[Exercise passage]:
·····

Colchicine Prevents Post-pericardiotomy Syndrome

Abstract & Commentary

By Andrew J. Boyle, MBBS, PhD

Source: Imazio M et al. Colchicine for the Prevention of the Post-pericardiotomy Syndrome (COPPS): A multicentre, randomized, double-blind, placebo-controlled trial. Eur Heart J. 2010;31:2749-2754.

Post-pericardiotomy syndrome (PPS) is relatively common after cardiac surgery, and can result in life-threatening events, such as cardiac tamponade, increased length of stay, readmission to hospital, and significant patient discomfort. There is currently no accepted strategy to prevent its occurrence. Colchicine has been demonstrated to effectively treat acute pericarditis, but its role in the prevention of PPS had not been fully elucidated. Imazio and colleagues, therefore, performed a multi-center, randomized, double-blind, placebo-controlled trial to test whether colchicine could prevent PPS.

·····

[Data provided]:

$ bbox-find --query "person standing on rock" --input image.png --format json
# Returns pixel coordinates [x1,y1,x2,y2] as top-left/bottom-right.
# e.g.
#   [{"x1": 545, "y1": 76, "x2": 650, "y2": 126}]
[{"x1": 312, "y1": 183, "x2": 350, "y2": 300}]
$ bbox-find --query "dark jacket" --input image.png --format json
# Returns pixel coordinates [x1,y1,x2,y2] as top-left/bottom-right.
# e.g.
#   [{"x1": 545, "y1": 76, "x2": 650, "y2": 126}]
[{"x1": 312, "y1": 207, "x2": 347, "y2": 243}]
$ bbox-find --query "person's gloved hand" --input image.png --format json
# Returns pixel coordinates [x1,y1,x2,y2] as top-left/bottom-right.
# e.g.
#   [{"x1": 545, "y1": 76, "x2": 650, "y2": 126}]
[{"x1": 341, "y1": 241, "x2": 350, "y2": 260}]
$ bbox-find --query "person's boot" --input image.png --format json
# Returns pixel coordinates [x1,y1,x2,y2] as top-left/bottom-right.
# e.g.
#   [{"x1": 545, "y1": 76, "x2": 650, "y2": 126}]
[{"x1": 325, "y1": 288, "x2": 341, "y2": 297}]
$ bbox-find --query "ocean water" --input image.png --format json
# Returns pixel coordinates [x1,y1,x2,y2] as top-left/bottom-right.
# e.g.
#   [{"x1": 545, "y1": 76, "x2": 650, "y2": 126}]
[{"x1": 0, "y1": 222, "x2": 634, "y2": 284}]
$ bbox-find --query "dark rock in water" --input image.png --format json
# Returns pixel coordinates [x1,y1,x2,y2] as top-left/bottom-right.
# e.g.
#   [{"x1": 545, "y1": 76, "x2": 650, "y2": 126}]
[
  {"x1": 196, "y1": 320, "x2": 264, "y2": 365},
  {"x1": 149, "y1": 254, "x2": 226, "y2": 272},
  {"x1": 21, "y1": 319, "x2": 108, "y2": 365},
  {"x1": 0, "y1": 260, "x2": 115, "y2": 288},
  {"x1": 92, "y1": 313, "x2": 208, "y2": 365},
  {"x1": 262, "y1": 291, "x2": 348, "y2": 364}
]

·····

[Exercises to complete]:
- 1) Check each statement against the colchicine commentary and say whether it agrees (yes or no), quoting the words of the text that decide it.
(a) Colchicine has been shown to effectively treat acute pericarditis.
(b) An accepted strategy to prevent post-pericardiotomy syndrome already exists.
(c) Imazio and colleagues ran their trial at a single center.
- 2) According to the colchicine commentary, in which journal and year was the COPPS trial published?
- 3) Rewrite the colchicine commentary between "Post-pericardiotomy syndrome (PPS)" and "could prevent PPS.", inclusive, replacing "cardiac surgery" with "heart surgery".
The records can be left aside; nothing here depends on them.

[Outputs for the tasks]:
- 1)
(a) Yes: "Colchicine has been demonstrated to effectively treat acute pericarditis"
(b) No: "There is currently no accepted strategy to prevent its occurrence."
(c) No: "performed a multi-center, randomized, double-blind, placebo-controlled trial"

- 2) Eur Heart J, 2010.

- 3)
Post-pericardiotomy syndrome (PPS) is relatively common after heart surgery, and can result in life-threatening events, such as cardiac tamponade, increased length of stay, readmission to hospital, and significant patient discomfort. There is currently no accepted strategy to prevent its occurrence. Colchicine has been demonstrated to effectively treat acute pericarditis, but its role in the prevention of PPS had not been fully elucidated. Imazio and colleagues, therefore, performed a multi-center, randomized, double-blind, placebo-controlled trial to test whether colchicine could prevent PPS.